[START OF Selected passage]

On a site with toilets of course, and you do have to remember to take the watering can with you when you go for said shower and piddle. :roll:

I just found this and bought one >> these << to replace the one I lost in France.

Very pleased I joined this thread as I've been looking to replace it for two years at least, and wouldn't have found it had I not been looking for the one Spacey mentioned. It's very convenient with the flexi spout, and saves dribbling most of the water down the side of the van.

And it's not too heavy for the Memsahib. I do like to keep the minions happy! :lol:

Dave


----------



## eurajohn (May 9, 2005)

You seem to have missed the info that Trev (teemyob) gave much earlier on, inside the access to the water / space heating, (Truma) locker you will find clipped to the wall a grey pipe (about 40mm dia.) with a push on cap on it, unclip it and you will find it has a flexible connection on it, this is the same as the external filler fitted to most other vans but without the external connection and locking cap, take the cap off and fill with whatever receptacle you choose, be it bucket or watering can so many seem to favour.


----------



## worzel (Apr 12, 2007)

Buy a 10 litre water container with a tap fitted in the side at the bottom. Open the floor hatch in the van and stand the water container on the floor and use the tap straight into the tank . No spillage. A friend of mine does this with his Frankia when not near a tap.


----------



## whiskyman (Jul 18, 2012)

quote "You seem to have missed the info that Trev (teemyob) gave much earlier on, inside the access to the water / space heating, (Truma) locker you will find clipped to the wall a grey pipe (about 40mm dia.) with a push on cap on it, unclip it and you will find it has a flexible connection on it, this is the same as the external filler fitted to most other vans but without the external connection and locking cap, take the cap off and fill with whatever receptacle you choose, be it bucket or watering can so many seem to favour."

Hi eurajohn
I liked the idea but I have had a good look around the Truma locker & unfortunately there is no grey pipe with cap, just blue and red which i presume are hot & cold plus a couple of grey waste pipes.

Any other ideas would be welcome
Cheers
Colin


----------



## eurajohn (May 9, 2005)

Colin, you mention "a couple of grey waste pipes", are you sure they are both waste pipes?
The filler I and teemyob refer to is the same plastic grey pipe that is used for drain, does either have a cap on them? If it is there and I'm sure it is as it is part of the standard fitment on Frankia vans, normally vertical near the door.


----------



## HarleyDave (Jul 1, 2007)

Two grey pipes in the same locker - one for fresh and one for waste - sounds like a problem waiting to happen...

Cheers

Dave

PS I use a watering can too (when required) but have extended the spout with a bit of flexi lay-flat pipe as this makes it easier to start the pour with a full can.


----------



## rosalan (Aug 24, 2009)

This may sound too obvious but what does the handbook say about methods of filling the tank.... or gain membership to a Frankia Owners Club to learn some of the alternative methods of filling the tank.

[END OF Selected passage]

Given problem A: Write out the part of the water-tank thread starting at "The filler I" and ending at "near the door.".
Given problem B: Write the next portion of the water-tank thread, picking up right after its final sentence.
The items after the water-tank thread are separate material with no connection to it.

[START OF Data lines]

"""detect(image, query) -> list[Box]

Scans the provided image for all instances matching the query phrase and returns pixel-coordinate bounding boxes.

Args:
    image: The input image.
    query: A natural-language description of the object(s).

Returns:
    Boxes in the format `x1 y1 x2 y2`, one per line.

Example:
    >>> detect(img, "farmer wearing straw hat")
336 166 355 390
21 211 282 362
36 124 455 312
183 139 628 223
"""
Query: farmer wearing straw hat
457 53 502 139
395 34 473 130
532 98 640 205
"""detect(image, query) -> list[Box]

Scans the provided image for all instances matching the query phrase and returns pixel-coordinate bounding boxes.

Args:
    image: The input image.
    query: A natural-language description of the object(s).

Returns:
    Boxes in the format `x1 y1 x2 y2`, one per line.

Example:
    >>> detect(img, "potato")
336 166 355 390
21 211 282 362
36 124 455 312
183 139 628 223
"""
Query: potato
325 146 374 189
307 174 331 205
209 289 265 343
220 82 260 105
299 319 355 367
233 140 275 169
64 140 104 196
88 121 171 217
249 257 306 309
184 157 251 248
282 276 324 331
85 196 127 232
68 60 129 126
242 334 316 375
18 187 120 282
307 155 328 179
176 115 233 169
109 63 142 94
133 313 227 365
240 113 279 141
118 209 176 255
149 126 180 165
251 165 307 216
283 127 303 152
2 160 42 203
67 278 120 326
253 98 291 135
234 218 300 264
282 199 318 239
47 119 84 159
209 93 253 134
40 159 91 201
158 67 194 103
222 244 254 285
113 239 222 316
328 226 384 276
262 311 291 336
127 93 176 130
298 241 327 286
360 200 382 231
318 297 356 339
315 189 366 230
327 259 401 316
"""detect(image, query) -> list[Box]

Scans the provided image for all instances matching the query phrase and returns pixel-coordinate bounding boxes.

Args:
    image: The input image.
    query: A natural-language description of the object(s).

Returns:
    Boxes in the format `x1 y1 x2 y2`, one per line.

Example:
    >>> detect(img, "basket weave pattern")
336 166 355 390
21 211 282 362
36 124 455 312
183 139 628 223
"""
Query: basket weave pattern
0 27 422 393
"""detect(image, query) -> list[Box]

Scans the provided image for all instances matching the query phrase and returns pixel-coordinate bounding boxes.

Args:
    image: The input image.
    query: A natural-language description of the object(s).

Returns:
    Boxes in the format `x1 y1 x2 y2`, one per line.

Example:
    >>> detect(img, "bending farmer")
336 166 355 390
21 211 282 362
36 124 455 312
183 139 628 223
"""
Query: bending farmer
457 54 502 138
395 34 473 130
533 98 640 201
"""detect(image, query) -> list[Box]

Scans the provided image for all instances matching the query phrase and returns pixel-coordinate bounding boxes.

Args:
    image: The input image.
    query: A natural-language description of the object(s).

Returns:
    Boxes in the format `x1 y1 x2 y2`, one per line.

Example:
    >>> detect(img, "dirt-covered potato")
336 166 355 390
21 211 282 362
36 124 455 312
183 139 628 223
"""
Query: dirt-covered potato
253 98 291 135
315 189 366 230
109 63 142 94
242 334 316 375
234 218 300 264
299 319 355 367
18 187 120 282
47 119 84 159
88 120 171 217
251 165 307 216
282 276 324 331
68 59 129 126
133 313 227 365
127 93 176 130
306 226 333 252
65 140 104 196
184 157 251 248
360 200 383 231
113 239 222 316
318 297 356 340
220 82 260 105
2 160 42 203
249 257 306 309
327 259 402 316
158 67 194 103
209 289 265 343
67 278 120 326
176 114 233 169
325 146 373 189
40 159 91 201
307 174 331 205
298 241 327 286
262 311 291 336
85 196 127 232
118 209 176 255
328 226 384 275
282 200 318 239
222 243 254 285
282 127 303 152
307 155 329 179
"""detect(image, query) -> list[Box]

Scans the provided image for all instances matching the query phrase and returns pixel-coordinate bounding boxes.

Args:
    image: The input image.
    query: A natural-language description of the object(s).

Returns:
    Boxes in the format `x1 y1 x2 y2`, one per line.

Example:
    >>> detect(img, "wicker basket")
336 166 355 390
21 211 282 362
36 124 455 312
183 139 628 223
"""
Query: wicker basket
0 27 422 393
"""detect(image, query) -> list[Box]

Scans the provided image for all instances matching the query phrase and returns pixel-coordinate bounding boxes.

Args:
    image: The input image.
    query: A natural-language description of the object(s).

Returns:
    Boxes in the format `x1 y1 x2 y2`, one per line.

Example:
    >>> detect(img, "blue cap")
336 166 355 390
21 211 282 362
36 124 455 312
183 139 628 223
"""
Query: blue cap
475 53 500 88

[END OF Data lines]

Written answer A:
The filler I and teemyob refer to is the same plastic grey pipe that is used for drain, does either have a cap on them? If it is there and I'm sure it is as it is part of the standard fitment on Frankia vans, normally vertical near the door.

Written answer B:
As stated by several others, I favour the watering can method whenever possible. The can pours neatly, its easy to carry to the most awkward tap, you need not move your van, the hose method leaves stagnant remnants after use to flavour your tank, hoses are awkward to handle and require several different connections, finally, humping the Aquaroll across a bumpy field, storing it and connecting a pump is a no, no, for me.
I do hope that you are able to locate a more suitable entry point for filling the tank, for if as you imply that you use a hose or nothing, for most Aires, wild-camping and many other situations, it is not a very practical solution.
As a last resort you could adapt a submersible pump to fit the end of your hose....... then fill a bucket.....

Alan


----------



## alphadee (May 10, 2009)

This is what the filler pipe looks like...ours was in the boiler locker, accessed from outside the van.


----------



## trek (May 1, 2005)

When I am pitched up with my Frankia and don't want to drive to a tap to full up using the cassette hose I use a 25 litre water jack ( halfords approx £14)

I then lift this into the camper open the floor cover and open the blue tank lid and with the water jack on its side edge I open its tap and leave the water to empty into the tank it is quicker if the water jack has an air vent on other side to let the air in


I have never used teemyob's option 2. I.e. The grey flex filler hose just inside the boiler cupboard external door


----------



## trek (May 1, 2005)

When I am pitched up with my Frankia and don't want to drive to a tap to full up using the cassette hose I use a 25 litre water jack ( halfords approx £14)

I then lift this into the camper open the floor cover and open the blue tank lid and with the water jack on its side edge I open its tap and leave the water to empty into the tank it is quicker if the water jack has an air vent on other side to let the air in


I have never used teemyob's option 2. I.e. The grey flex filler hose just inside the boiler cupboard external door


----------



## alphadee (May 10, 2009)

We always used option 2, ie the grey pipe, if not using the hosereel.
We released it from its clips to bring the end outside the locker.


----------



## teemyob (Nov 22, 2005)

Limited typing tonight on phonr, , I think most of the question s re my reply have been answered,.

10 litre watering can was so easy with the hose in boiler option


----------



## whiskyman (Jul 18, 2012)

Good morning all

I am surprised that this thread has gone above about 4 post :lol: 

Thanks for your time and ideas, great help as usual.

Eurajohn, the wastes in the locker are all traceable to sinks etc' and are rigid black plastic.

Trek, interesting will look into that as a secondary solution.

Alphadee, thanks for the pic' I will check again but pretty sure i have no pipes like that at all. My Franki is of the 2006 variety and has made me wonder If the said pipe was a later inovation after complaints from customers about this little problem.

Trev Cheers

If I can find a suitable place to cut the cold inlet pipe that connects to the centre of the hose real I will fit T and flexi pipe with a cap attached pretty much as you and Trev have in the locker.


----------



## alphadee (May 10, 2009)

Whiskyman,

Our Frankia was a 2005 model, so I don't think its age related thing.
The photo was from the Frankia website as I don't have a photo of our boiler locker. It's the same sort of pipe in the same clips..ours was grey rather than black.


----------



## eurajohn (May 9, 2005)

whiskyman, my info came from my 2005 T700 and also from looking at many others when looking to upgrade.

If you can have a look at the fresh water tank and see what connections there are, you'll probably find a convoluted flexy around the 40/50 mm size near, or at the top of the tank, if there it will confirm the existence of the filler we suggest.

The photo from alphadee shows a van with Alde wet heating and looks to be in the garage area, perhaps yours is situated there.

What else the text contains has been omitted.